§ Excerpt provided:
Melanie Jackson: The Urpflanze
image courtesy of The Drawing Room
The Drawing Room London 29 April – 20 June 2010
Melanie Jackson has spent the last year getting to know plants. By which I mean really getting to know them: not only has she photographed every plant she has encountered in that time, but she has conducted research into plant genetics, biomimicry and genome sequencing, weird and wonderful tales of space pumpkins and fluorescent undersea pumpkins, and the myriad ways in which humans interact with the flora of our planet. She has conducted interviews with biogeneticists and natural historians, and explored the many disparate writings on plant life and the natural world, from UN manuals of plant productivity to Filipino novels of revolt featuring exploding, bejewelled pomegranates.
This wealth of knowledge has provided fertile ground for the production of a fascinating exhibition at the Drawing Room. Infused with, and enthused by, the passion, circumspection, and fascination with which plants are and have been regarded by scientists and artists throughout history, Jackson has produced a vivid display of arcane facts and aesthetic delights which examine and celebrate the plant, from grey and disquieting sculptures of grotesquely engorged pumpkins to tiny golden replicas of the smallest particles of pollen.

Point-per-item localization data:
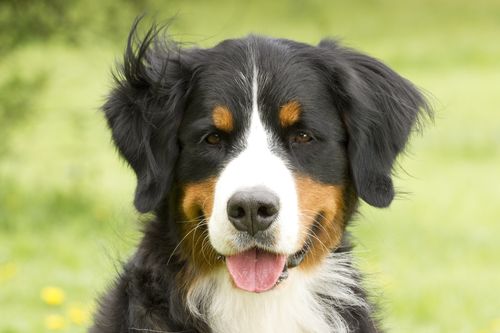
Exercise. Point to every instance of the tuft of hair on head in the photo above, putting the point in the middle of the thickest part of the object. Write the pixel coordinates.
(143, 110)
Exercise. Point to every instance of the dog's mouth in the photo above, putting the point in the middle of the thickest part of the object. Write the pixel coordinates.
(257, 270)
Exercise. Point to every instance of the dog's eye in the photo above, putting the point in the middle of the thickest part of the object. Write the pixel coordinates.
(213, 139)
(301, 137)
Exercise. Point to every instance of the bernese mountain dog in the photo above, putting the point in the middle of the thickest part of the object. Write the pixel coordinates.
(250, 158)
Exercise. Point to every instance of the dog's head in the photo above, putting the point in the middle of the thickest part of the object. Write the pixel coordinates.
(259, 147)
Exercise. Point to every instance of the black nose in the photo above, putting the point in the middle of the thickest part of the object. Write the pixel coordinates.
(253, 210)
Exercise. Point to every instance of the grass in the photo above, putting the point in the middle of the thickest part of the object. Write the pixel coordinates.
(66, 217)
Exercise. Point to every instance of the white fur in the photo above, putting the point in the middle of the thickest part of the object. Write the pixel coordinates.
(292, 307)
(256, 165)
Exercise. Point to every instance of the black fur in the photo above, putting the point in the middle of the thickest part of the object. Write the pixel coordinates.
(359, 111)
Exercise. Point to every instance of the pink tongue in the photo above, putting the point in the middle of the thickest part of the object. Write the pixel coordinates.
(255, 270)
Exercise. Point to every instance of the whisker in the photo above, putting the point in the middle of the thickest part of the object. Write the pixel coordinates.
(178, 244)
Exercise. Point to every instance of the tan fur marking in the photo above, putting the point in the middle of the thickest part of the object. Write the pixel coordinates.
(223, 118)
(289, 113)
(327, 203)
(196, 203)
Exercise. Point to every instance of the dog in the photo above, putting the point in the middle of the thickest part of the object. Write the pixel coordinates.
(251, 158)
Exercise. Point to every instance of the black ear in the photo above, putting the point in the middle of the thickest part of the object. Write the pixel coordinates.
(144, 111)
(379, 109)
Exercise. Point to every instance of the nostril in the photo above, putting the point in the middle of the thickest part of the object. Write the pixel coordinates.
(252, 210)
(265, 211)
(237, 212)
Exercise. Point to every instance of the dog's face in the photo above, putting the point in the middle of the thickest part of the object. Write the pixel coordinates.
(260, 147)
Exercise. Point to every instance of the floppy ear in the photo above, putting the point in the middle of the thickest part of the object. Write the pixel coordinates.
(379, 109)
(144, 111)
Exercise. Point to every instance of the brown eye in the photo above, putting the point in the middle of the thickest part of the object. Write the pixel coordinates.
(213, 139)
(301, 137)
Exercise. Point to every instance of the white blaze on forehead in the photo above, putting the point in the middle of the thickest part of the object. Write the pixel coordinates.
(256, 165)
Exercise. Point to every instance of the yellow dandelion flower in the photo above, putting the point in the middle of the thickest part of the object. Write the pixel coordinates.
(495, 325)
(78, 314)
(52, 295)
(55, 322)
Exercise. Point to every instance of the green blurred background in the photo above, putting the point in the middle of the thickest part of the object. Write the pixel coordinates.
(66, 217)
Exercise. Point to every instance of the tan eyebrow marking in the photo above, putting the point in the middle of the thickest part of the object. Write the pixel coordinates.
(289, 113)
(223, 118)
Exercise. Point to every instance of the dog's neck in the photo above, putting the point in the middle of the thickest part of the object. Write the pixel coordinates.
(305, 302)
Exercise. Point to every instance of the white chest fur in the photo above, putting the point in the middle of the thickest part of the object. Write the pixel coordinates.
(292, 307)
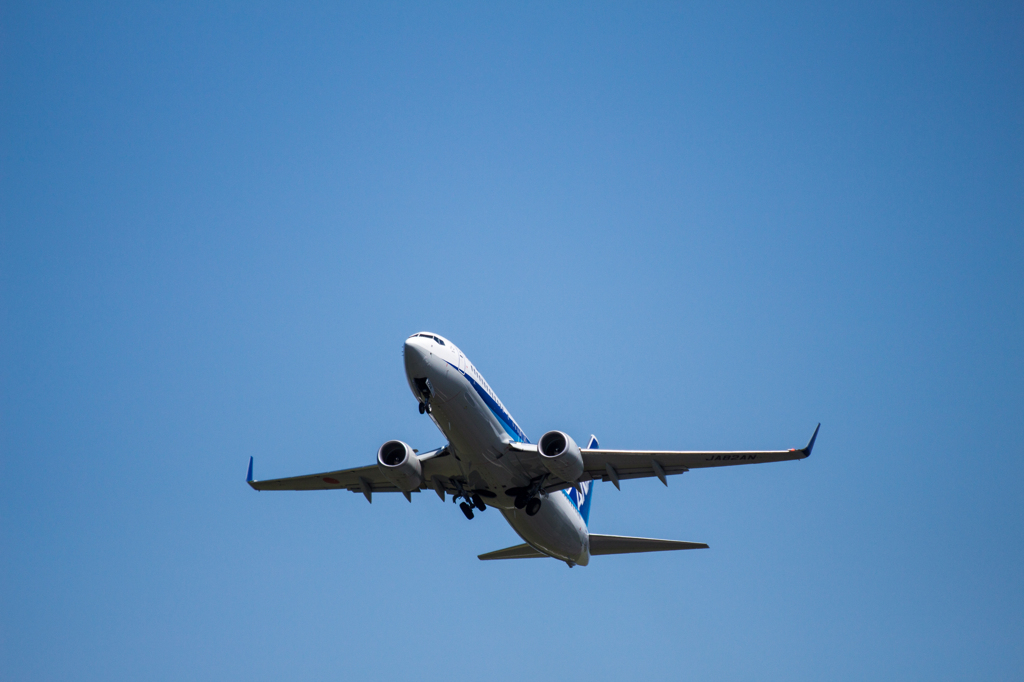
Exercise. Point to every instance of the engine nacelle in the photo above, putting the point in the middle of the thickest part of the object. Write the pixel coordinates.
(400, 465)
(561, 456)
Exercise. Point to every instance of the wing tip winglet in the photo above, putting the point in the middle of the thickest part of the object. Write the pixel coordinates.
(810, 443)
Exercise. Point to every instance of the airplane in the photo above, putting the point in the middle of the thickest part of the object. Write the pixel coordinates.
(544, 491)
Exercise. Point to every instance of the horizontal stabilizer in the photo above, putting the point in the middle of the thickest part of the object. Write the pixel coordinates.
(599, 545)
(517, 552)
(624, 545)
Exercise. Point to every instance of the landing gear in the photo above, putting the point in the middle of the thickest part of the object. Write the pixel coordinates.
(532, 506)
(528, 498)
(471, 499)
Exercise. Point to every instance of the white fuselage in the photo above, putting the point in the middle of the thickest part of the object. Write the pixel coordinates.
(479, 430)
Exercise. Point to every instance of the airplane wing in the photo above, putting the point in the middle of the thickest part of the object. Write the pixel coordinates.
(359, 479)
(615, 465)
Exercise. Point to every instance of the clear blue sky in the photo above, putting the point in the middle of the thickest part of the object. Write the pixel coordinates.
(674, 225)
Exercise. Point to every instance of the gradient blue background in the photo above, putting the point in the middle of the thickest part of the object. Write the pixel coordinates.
(673, 225)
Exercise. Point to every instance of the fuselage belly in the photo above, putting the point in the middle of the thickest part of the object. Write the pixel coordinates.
(479, 430)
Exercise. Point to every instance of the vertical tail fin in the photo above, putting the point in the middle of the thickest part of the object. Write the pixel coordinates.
(587, 487)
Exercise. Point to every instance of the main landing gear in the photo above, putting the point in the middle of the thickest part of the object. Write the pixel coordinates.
(528, 498)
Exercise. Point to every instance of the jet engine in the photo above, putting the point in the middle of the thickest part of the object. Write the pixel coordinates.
(561, 456)
(400, 465)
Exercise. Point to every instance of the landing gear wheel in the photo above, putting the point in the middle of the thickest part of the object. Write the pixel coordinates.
(532, 506)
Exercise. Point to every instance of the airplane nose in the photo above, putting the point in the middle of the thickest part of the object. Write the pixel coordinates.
(416, 355)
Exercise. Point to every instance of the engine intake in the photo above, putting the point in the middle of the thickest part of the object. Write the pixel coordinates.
(561, 456)
(400, 465)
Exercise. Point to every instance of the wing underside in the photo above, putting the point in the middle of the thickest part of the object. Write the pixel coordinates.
(438, 468)
(616, 465)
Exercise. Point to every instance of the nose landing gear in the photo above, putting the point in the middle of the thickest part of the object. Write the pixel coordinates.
(426, 392)
(471, 500)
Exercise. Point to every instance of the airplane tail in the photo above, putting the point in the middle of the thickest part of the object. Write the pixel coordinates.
(583, 497)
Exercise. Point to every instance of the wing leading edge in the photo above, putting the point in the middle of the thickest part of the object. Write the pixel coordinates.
(367, 479)
(615, 465)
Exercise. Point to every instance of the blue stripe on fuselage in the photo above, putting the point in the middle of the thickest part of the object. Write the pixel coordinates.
(503, 417)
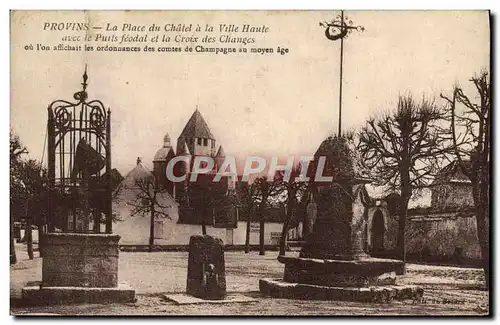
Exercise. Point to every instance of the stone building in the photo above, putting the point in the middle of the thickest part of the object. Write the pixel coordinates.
(185, 220)
(445, 230)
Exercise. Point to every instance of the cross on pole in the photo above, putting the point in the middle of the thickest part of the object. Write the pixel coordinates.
(340, 28)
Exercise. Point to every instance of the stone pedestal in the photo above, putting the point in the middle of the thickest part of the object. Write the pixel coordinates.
(332, 265)
(206, 270)
(79, 268)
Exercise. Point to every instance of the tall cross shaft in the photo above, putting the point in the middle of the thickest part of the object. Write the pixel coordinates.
(341, 68)
(344, 30)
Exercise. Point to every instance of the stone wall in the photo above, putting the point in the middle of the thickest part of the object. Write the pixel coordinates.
(80, 260)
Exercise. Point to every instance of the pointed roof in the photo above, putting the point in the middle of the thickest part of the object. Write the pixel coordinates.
(182, 148)
(220, 152)
(196, 127)
(138, 172)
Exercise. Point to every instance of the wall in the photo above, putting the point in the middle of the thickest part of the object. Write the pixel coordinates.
(452, 195)
(441, 235)
(437, 236)
(134, 230)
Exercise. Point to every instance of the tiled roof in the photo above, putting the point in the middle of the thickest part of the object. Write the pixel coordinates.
(196, 127)
(220, 152)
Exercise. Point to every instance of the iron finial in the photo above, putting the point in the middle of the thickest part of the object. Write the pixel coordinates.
(85, 77)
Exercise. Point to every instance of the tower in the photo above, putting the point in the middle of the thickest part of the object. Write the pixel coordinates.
(197, 136)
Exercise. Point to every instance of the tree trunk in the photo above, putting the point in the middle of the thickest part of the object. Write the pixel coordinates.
(203, 226)
(29, 238)
(485, 249)
(262, 250)
(40, 240)
(152, 229)
(284, 234)
(13, 258)
(247, 238)
(403, 214)
(286, 224)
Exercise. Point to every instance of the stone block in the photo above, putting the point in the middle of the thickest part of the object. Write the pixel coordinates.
(280, 289)
(206, 269)
(37, 295)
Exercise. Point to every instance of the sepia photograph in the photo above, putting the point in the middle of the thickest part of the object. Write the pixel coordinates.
(250, 163)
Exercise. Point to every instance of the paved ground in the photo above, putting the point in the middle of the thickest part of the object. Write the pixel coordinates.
(447, 290)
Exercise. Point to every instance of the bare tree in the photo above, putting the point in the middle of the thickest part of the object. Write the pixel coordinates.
(246, 197)
(266, 190)
(471, 134)
(402, 149)
(148, 202)
(17, 186)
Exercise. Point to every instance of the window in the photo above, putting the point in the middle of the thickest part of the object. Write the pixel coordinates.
(158, 229)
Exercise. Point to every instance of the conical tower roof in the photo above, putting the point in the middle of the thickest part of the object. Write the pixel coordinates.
(182, 148)
(220, 152)
(196, 127)
(138, 172)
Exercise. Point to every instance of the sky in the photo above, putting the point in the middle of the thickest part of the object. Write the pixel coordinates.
(254, 104)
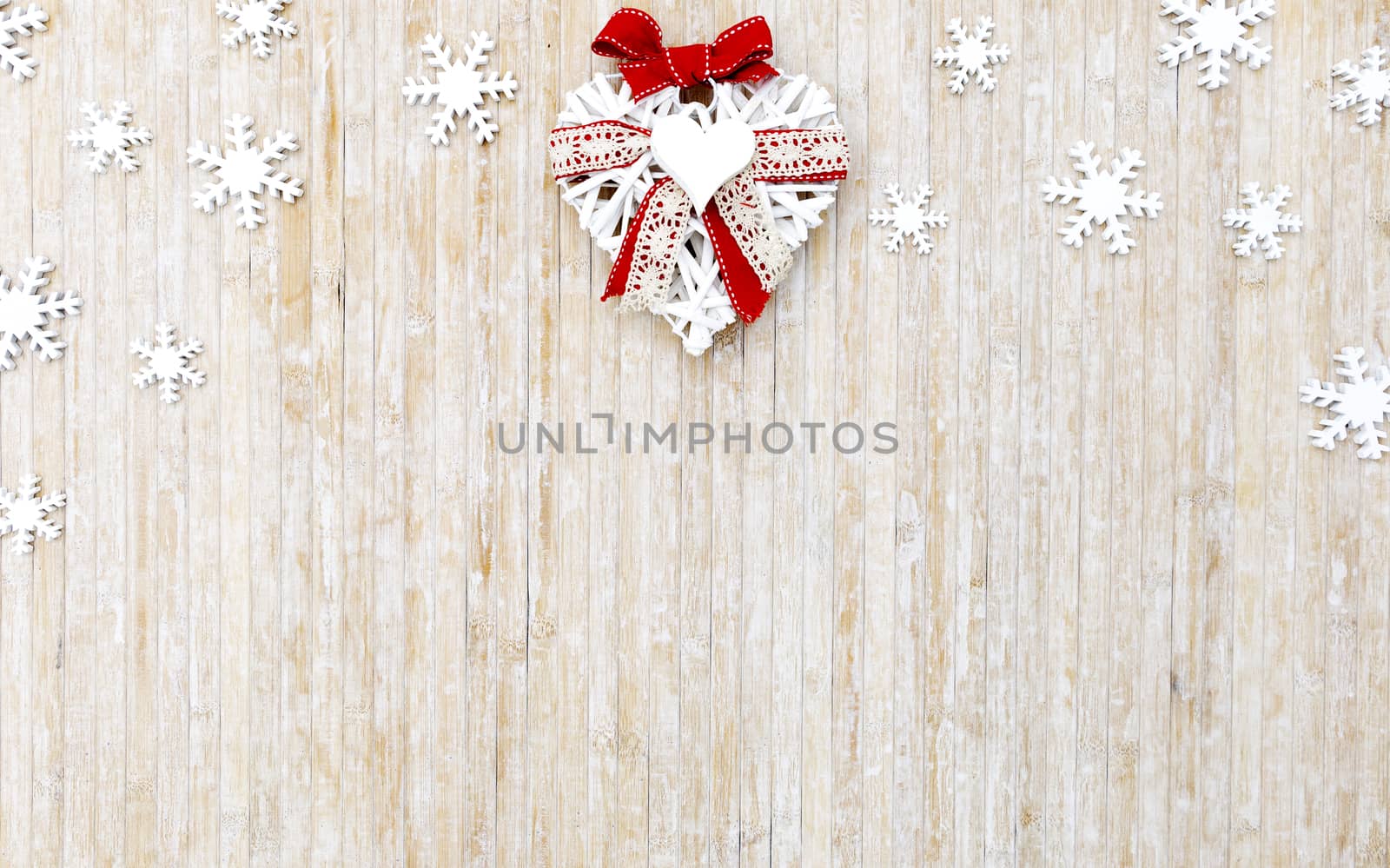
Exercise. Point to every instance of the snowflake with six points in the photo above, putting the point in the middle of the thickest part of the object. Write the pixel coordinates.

§ What is needed:
Reproduce the passage of the piece on Melanie Jackson's exhibition between "Melanie Jackson: The" and "exploding, bejewelled pomegranates.", inclusive.

§ Output of the task:
Melanie Jackson: The Urpflanze
image courtesy of The Drawing Room
The Drawing Room London 29 April – 20 June 2010
Melanie Jackson has spent the last year getting to know plants. By which I mean really getting to know them: not only has she photographed every plant she has encountered in that time, but she has conducted research into plant genetics, biomimicry and genome sequencing, weird and wonderful tales of space pumpkins and fluorescent undersea pumpkins, and the myriad ways in which humans interact with the flora of our planet. She has conducted interviews with biogeneticists and natural historians, and explored the many disparate writings on plant life and the natural world, from UN manuals of plant productivity to Filipino novels of revolt featuring exploding, bejewelled pomegranates.